> Document excerpt:

Clinical Assistant Professor, Western New England University; Age 38
During her undergraduate studies at Smith College, Courtney Doyle-Campbell considered whether to become a doctor or a researcher. She eventually chose a career that bridged both worlds: the rapidly changing field of pharmacy.
After earning her PharmD degree at UConn, she took a retail job with Walgreens as a community pharmacist, but then an intriguing opportunity arose: an adjunct teaching position at Western New England University, in its just-launched College of Pharmacy. So she made a career shift into education.
“I learned that I love teaching,” she said. “I had been resisting it. I come from a long line of educators, and I saw how hard teachers work and how burned out they get.”
That wasn’t her experience at WNEU, however. Not only did Doyle-Campbell enjoy interacting with students, she also forged a partnership with RiverBend Medical Group to develop a program for patients with treatment-resistant hypertension, splitting her time between that clinic and the college.
“Physicians send me patients who have trouble getting their blood pressure under control, or patients who are confused about their medications and need more education, or they’re taking three or four things, and their blood pressure is still high,” she explained. “I enjoy chronic disease management and talking with patients. It’s really one of my passions. So it’s a perfect fit for me along with my job at Western New England.”

> Supplied data:
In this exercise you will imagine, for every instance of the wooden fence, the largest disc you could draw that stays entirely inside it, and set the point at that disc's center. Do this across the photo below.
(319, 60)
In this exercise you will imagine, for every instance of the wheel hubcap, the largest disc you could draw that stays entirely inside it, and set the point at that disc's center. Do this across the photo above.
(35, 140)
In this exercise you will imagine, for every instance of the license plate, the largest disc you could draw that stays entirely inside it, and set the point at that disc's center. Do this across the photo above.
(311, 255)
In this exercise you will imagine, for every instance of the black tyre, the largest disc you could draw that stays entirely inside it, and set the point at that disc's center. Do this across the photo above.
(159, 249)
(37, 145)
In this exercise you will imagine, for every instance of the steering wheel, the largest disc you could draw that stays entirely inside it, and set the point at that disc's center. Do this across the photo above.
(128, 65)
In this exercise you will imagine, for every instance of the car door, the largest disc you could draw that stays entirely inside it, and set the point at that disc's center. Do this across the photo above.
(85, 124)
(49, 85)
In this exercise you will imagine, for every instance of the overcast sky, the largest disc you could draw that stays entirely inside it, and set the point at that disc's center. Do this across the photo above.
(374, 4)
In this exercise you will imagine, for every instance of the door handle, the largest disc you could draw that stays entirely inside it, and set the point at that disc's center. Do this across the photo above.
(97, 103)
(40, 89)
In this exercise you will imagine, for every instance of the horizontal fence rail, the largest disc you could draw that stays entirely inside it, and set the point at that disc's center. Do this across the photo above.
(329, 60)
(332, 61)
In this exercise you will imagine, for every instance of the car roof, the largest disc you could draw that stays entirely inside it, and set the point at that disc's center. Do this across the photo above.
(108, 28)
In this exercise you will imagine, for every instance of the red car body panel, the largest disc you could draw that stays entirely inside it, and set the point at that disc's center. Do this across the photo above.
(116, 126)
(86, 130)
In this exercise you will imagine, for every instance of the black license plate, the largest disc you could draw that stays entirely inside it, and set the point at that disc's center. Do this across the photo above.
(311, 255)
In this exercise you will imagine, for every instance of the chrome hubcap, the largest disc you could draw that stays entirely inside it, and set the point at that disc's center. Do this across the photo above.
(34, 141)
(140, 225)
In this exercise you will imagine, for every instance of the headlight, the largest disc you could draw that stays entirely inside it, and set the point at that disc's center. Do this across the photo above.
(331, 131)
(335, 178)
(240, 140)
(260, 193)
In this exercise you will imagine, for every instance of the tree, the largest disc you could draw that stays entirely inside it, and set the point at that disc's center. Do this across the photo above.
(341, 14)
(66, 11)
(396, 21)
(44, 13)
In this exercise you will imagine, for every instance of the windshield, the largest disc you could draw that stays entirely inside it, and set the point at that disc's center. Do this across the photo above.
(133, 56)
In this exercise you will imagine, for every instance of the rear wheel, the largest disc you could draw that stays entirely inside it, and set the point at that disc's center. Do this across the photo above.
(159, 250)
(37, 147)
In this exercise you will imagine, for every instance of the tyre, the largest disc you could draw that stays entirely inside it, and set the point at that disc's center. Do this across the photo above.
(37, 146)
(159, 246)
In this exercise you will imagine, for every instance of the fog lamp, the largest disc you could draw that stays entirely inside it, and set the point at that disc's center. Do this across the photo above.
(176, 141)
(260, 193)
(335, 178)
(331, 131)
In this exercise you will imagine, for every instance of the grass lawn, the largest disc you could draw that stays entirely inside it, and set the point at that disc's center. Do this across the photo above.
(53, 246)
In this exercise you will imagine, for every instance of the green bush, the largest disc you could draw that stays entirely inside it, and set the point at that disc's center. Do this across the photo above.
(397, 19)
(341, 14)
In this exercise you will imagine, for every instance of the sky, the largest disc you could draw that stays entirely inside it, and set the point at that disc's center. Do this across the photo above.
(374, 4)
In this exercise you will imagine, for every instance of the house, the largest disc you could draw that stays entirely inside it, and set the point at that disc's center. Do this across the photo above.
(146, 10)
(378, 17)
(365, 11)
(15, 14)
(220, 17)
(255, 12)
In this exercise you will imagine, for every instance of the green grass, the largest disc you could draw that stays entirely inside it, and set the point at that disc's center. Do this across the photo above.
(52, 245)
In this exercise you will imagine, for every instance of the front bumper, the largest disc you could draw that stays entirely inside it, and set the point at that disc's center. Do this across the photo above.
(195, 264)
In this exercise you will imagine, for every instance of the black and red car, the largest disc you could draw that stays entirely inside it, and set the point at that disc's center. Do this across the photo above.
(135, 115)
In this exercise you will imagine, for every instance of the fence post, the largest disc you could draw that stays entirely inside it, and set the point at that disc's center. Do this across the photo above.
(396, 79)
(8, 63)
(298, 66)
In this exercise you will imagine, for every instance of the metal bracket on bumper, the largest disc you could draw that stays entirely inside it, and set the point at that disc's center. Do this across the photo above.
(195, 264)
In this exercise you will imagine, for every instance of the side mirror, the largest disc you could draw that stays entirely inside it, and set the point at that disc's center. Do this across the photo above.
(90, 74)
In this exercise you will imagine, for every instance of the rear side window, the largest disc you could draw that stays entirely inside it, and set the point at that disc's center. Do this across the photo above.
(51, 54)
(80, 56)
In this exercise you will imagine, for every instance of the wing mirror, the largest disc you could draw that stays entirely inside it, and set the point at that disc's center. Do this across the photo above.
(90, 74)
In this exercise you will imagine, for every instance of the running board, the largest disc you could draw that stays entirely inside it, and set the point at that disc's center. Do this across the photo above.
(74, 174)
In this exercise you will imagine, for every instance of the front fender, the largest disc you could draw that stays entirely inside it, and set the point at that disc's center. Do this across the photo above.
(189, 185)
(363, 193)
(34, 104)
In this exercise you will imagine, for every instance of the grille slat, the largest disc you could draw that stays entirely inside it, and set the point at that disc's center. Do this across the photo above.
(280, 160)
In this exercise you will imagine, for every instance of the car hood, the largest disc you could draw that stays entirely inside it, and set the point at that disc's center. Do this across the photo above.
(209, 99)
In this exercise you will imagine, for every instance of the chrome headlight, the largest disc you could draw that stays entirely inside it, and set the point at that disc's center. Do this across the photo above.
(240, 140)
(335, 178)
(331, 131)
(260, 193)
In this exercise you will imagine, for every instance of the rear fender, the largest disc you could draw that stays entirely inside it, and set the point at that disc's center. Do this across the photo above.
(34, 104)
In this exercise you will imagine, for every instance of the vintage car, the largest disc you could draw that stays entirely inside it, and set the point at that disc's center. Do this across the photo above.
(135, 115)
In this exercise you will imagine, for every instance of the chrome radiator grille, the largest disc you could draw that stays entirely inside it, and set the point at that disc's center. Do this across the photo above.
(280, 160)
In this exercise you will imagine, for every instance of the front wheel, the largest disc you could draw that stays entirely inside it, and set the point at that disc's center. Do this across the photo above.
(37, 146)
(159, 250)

> Exercise set:
1. According to the profile of Courtney Doyle-Campbell, where did she earn her PharmD degree?
2. From the profile of Courtney Doyle-Campbell, return everything from "After earning her" down to "and the college.".
3. Carry the profile of Courtney Doyle-Campbell further from the point where it ends.
The data plays no part in what comes next.

> Expected outputs:
1. She earned it at UConn.

2.
After earning her PharmD degree at UConn, she took a retail job with Walgreens as a community pharmacist, but then an intriguing opportunity arose: an adjunct teaching position at Western New England University, in its just-launched College of Pharmacy. So she made a career shift into education.
“I learned that I love teaching,” she said. “I had been resisting it. I come from a long line of educators, and I saw how hard teachers work and how burned out they get.”
That wasn’t her experience at WNEU, however. Not only did Doyle-Campbell enjoy interacting with students, she also forged a partnership with RiverBend Medical Group to develop a program for patients with treatment-resistant hypertension, splitting her time between that clinic and the college.

3.
That program is one way she has taken to heart the college’s philosophy of ‘the pharmacist as educator,’ and she’s excited to be in the field at a time when the pharmacist’s role is expanding and becoming a more critical bridge between the patient and primary care.
“It’s continuing to evolve, and you can do anything in this field — research, teaching, patient education, or a mix of those things,” said Doyle-Campbell, who also advises the local student chapter of the American Pharmacists Assoc., and is active in efforts to get the government to recognize pharmacists with provider status on par with physicians and other healthcare professionals — all while making time for her daughters, Maura and Elyse.
“There’s a disconnect between what we do and what people perceive that pharmacists do. We’re trying to bridge that gap and get more recognition,” she added. “It’s different than when pharmacists graduated 20 years ago. Then, the emphasis was all on the drugs. Now, the emphasis is really on the patient. It’s amazing how far pharmacy has come in such a short time.”